## Data provided

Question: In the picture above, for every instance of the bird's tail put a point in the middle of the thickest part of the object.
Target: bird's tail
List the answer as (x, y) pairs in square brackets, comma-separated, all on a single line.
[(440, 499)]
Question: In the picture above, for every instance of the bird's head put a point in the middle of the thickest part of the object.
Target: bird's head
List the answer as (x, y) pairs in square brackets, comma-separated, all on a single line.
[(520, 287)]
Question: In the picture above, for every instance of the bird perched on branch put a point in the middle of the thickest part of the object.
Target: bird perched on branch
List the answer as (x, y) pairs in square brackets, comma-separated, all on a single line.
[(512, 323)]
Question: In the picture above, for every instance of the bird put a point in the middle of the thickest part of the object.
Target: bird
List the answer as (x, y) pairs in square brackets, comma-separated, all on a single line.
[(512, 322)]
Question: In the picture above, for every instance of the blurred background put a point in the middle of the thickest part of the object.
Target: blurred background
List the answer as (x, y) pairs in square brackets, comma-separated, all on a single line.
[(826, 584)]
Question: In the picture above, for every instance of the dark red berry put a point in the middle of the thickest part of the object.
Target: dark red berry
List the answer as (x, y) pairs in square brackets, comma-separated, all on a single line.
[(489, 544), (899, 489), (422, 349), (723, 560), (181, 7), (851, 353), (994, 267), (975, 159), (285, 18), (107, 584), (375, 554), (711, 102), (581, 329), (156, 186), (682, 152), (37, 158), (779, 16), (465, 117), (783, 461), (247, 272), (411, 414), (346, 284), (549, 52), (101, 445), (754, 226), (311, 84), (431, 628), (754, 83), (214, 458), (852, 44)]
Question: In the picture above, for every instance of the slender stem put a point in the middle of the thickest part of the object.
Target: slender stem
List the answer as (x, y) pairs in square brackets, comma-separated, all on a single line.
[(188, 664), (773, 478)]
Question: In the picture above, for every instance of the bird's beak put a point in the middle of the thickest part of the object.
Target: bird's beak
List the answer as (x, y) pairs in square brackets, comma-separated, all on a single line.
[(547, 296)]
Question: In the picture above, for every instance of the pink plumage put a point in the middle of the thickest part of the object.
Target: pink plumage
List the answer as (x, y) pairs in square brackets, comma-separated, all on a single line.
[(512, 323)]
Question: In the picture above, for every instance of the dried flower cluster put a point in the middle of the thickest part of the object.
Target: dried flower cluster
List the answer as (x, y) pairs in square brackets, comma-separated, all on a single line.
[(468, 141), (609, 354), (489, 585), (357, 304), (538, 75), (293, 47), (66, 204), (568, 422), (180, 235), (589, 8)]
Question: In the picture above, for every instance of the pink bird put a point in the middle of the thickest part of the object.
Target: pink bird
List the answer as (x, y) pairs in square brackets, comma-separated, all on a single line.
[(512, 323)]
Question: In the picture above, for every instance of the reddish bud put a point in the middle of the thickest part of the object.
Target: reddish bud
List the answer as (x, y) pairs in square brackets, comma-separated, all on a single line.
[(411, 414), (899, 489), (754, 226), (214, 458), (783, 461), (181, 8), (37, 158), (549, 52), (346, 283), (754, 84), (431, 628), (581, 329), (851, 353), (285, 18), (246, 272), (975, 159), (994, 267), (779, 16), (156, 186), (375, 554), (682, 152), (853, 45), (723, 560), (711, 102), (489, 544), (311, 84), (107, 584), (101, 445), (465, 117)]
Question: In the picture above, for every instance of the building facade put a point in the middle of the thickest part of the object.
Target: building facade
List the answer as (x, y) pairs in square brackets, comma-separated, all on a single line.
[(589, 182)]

## Written request
Render all of the data above as a numbered list, one line per item, leaving out any blank lines.

## Complete response
1. Question: In the picture above, for every instance of the bird's tail put a point in the middle of the thickest part of the object.
2. Target: bird's tail
3. List the answer as (x, y) pairs in square brackets, comma-separated, all on a single line.
4. [(440, 499)]
5. Question: In the picture above, for every instance of the bird's head put a point in the middle of the thickest part of the object.
6. Target: bird's head
7. List the answer as (x, y) pairs in square brackets, comma-separated, all on a single line.
8. [(520, 287)]
9. Question: In the picture above, for every instance of the bird perched on branch put a point in the middle of the thickest part of the object.
10. Target: bird perched on branch
11. List the answer as (x, y) pairs in square brackets, comma-separated, all on a single line.
12. [(512, 323)]
13. Question: In the picture above, for every instance of the bird put a point in the middle of the thickest part of the object.
14. Target: bird
15. List the answer as (x, y) pairs in square brackets, comma-separated, all on a single line.
16. [(512, 322)]
17. Question: In the picture above, for every instance of the blurred background put a point in the middle of the thickest part of the object.
18. Target: blurred background
19. List the answer as (x, y) pairs in square brackets, comma-separated, all on a single line.
20. [(826, 584)]
21. Question: In the picture above, for every instance of the dark red berry put a point in the middle of the thickest part of the object.
22. Target: dark red berry
23. List the answer as (x, y) pairs in square brackets, comma-separated, all on a single line.
24. [(489, 544), (899, 489), (422, 349), (723, 560), (181, 7), (851, 353), (994, 267), (975, 159), (285, 18), (107, 584), (375, 554), (711, 102), (581, 329), (156, 186), (682, 152), (37, 158), (779, 16), (465, 117), (783, 461), (247, 272), (411, 414), (346, 284), (549, 52), (101, 445), (754, 226), (311, 84), (431, 628), (754, 83), (214, 458), (852, 44)]
25. Question: In the picture above, for every instance of the slender stem put a point in the middle of the thickest part of the object.
26. Target: slender stem
27. List the answer as (x, y) pairs in square brackets, comma-separated, all on a single line.
28. [(188, 664), (773, 478)]
29. Question: In the picture above, for every instance of the bird's beak put a point in the middle of the thickest part of the object.
30. Target: bird's beak
31. List the answer as (x, y) pairs in square brackets, comma-separated, all on a single line.
32. [(547, 296)]
33. Question: In the picture above, for every instance of the pink plumage put a point in the middle of the thickest part of the object.
34. Target: pink plumage
35. List the answer as (x, y) pairs in square brackets, comma-separated, all on a single line.
36. [(512, 323)]
37. Question: In the picture above, for every instance of the dried flower cluster put a point in the middle of the thickest part of the object.
38. Target: dried flower cluster
39. List the answer as (x, y) pairs in square brackets, comma-separated, all on a single line.
40. [(468, 141), (609, 354), (489, 585), (357, 304), (538, 75), (293, 47), (66, 204), (568, 422), (180, 235), (589, 8)]
41. Question: In the picture above, for every instance of the pink bird put a point in the middle of the thickest part of the object.
42. Target: pink bird
43. List the answer as (x, y) pairs in square brackets, comma-separated, all on a single line.
44. [(512, 323)]
45. Question: In the picture above, for every instance of the reddish bud put a point in the middle of the thickest part of the object.
46. Target: reddish bud
47. List the answer as (x, y) pairs in square brackets, comma-separated, all on a single line.
48. [(411, 414), (899, 489), (754, 226), (214, 458), (783, 461), (181, 8), (37, 158), (549, 52), (346, 283), (754, 84), (431, 628), (581, 329), (851, 353), (285, 18), (246, 272), (975, 159), (994, 267), (779, 16), (156, 186), (375, 554), (682, 152), (853, 45), (723, 560), (711, 102), (489, 544), (311, 84), (107, 584), (101, 445), (465, 117)]
49. Question: In the picture above, for every instance of the building facade put a point in the middle of the thickest part of the object.
50. Target: building facade
51. List the answer as (x, y) pairs in square brackets, comma-separated, all on a single line.
52. [(589, 182)]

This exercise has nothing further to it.